:: What needs to be done ::
Return each line of the data that follows exactly as it reads.

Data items
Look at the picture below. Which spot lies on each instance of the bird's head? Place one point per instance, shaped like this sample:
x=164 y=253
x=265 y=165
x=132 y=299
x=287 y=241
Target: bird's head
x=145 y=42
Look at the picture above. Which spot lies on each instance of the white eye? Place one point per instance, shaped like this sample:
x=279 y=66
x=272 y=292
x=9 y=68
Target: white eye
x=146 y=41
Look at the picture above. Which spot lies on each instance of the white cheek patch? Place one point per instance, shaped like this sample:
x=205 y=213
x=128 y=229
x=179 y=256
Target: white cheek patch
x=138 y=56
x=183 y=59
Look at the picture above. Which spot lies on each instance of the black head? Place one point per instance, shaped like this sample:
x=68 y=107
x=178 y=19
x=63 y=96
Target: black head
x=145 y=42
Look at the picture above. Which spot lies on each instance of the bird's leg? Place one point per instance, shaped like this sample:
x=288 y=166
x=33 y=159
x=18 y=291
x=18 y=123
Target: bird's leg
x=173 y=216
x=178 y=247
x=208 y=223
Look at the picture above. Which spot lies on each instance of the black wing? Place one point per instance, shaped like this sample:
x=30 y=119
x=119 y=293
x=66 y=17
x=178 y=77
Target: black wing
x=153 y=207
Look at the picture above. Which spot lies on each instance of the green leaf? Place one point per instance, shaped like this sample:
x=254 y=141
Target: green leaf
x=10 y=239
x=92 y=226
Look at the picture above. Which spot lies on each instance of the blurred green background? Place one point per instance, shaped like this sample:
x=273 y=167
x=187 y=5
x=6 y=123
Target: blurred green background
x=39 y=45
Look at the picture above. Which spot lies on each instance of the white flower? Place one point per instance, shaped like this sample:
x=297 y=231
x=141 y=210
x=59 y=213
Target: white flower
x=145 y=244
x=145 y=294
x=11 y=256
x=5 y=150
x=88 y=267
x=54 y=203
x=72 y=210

:: Written solution ::
Look at the picture below. Which spot lies on each instance of the bird's head? Place one point per instance, shaped like this sample:
x=164 y=253
x=265 y=165
x=132 y=299
x=287 y=241
Target: bird's head
x=145 y=42
Look at the picture above. Which spot lies on each instance of the white eye? Place one point per instance, shaped like this sample:
x=279 y=66
x=272 y=292
x=9 y=68
Target: white eye
x=146 y=41
Look at the picture above. Which spot lies on each instance of the white cheek patch? Place one point per instance, shaped like this sample:
x=205 y=213
x=128 y=229
x=179 y=256
Target: white cheek patch
x=138 y=56
x=183 y=59
Look at the picture above. Which spot lies on each instance of the black head? Place one point per instance, shaped like this sample:
x=68 y=107
x=178 y=19
x=63 y=96
Target: black head
x=145 y=42
Look at the picture above. Which spot lies on each instance of the bird's leg? Place one point per instance, shaped like this sample:
x=288 y=166
x=33 y=159
x=18 y=291
x=18 y=123
Target: bird's leg
x=173 y=216
x=178 y=247
x=208 y=223
Look at the picture above. Which spot lies on each instance of the black wing? Place one point per instance, shaped like this sample:
x=30 y=119
x=119 y=293
x=66 y=17
x=178 y=77
Target: black wing
x=153 y=207
Look at the picture above. Which spot lies on each instance of the green leaf? Place one point per instance, shaped like this sample:
x=254 y=141
Target: green leaf
x=10 y=239
x=92 y=226
Look at the picture above. Which spot lies on each instance of the blurred green background? Place one point per instance, shaped like this sample:
x=273 y=167
x=187 y=5
x=6 y=123
Target: blurred green background
x=39 y=45
Look at the picture above. Which spot lies on each instance of the white flower? Place one point per instance, shaped like this sample:
x=297 y=231
x=141 y=210
x=59 y=213
Target: white flower
x=145 y=244
x=145 y=294
x=11 y=256
x=5 y=150
x=88 y=267
x=54 y=203
x=72 y=210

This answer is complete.